:: DIRECTION ::
Answer these from the text on polling state persistence.
(a) Where does polling state live instead of the database?
(b) Which two keys does `requeue_with_counts` set in `event_detail`?
(c) Which table does the polling function query to count documents that haven't reached PROCESS_COMPLETE?

State Persistence in Polling¶

Polling state lives in the SQS message, not in the database. Each requeued polling message carries its own context:

def requeue_with_counts(
    message: dict,
    current_count: int,
    retry_count: int,
    delay: int,
) -> None:
    """Requeue polling message with updated state."""
    event_detail = parse_event_detail(message.get("eventDetail"))
    event_detail["previousCount"] = current_count
    event_detail["retryCount"] = retry_count

    message["eventDetail"] = json.dumps(event_detail)

    # Requeue to the same batch SQS queue with delay
    send_sqs_message(queue_url, message, delay_seconds=delay)

Why Message-Based State (Not Database)¶

No extra database writes — polling happens frequently; DB writes per poll add load
Naturally scoped — state dies with the message if the batch is cancelled
No cleanup needed — unlike checkpoint rows, no table to prune after completion
Concurrent safety — each polling message is independent, no shared mutable state

What `get_incomplete_count()` Queries¶

The polling function queries process_checkpoints to count documents that haven't reached PROCESS_COMPLETE:

def get_incomplete_count(session: Session, npcase_id: int, batch_id: int) -> int:
    """Count documents still being processed in this batch."""

:: DATA LINES ::
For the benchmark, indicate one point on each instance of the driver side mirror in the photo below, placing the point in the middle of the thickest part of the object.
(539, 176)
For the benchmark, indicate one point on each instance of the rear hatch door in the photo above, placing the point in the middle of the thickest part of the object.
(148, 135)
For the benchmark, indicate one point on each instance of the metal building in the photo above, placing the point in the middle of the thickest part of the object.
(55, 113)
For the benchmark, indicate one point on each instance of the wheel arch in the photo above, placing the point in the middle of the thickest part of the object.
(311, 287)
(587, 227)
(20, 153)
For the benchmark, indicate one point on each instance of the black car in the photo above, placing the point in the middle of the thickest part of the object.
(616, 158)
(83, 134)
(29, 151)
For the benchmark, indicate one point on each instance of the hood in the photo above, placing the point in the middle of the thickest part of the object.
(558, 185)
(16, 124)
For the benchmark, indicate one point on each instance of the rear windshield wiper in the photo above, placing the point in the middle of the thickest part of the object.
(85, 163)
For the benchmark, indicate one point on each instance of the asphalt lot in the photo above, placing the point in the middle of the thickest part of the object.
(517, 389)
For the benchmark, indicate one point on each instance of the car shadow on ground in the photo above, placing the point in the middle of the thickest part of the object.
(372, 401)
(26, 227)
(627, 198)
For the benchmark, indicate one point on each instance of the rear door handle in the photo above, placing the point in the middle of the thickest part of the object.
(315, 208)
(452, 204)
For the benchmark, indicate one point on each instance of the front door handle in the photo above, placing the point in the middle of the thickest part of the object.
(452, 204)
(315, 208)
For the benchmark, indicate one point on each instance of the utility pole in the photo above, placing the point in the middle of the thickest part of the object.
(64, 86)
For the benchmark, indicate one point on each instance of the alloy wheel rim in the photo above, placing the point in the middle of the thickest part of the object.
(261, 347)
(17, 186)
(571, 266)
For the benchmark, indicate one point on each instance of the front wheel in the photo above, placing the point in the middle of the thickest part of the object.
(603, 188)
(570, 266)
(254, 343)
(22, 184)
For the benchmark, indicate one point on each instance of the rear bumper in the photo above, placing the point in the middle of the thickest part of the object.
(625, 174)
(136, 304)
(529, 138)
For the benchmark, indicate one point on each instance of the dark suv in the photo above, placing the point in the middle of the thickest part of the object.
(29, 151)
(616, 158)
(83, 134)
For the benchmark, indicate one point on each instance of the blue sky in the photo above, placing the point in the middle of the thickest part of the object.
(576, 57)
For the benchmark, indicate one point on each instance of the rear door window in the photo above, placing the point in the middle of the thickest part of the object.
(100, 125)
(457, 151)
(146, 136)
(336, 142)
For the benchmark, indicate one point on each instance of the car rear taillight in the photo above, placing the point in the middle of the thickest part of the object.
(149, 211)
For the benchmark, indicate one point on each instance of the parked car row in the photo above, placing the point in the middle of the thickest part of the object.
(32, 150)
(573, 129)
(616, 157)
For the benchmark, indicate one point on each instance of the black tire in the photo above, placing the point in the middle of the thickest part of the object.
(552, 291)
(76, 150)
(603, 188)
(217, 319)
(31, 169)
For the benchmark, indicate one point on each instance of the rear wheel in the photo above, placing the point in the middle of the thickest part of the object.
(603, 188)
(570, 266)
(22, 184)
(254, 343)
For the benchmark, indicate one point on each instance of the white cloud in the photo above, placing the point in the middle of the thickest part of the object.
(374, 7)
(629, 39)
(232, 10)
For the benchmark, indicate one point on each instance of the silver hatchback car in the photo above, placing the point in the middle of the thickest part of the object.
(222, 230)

:: TASK RESULT ::
(a) In the SQS message.
(b) `previousCount` and `retryCount`.
(c) `process_checkpoints`.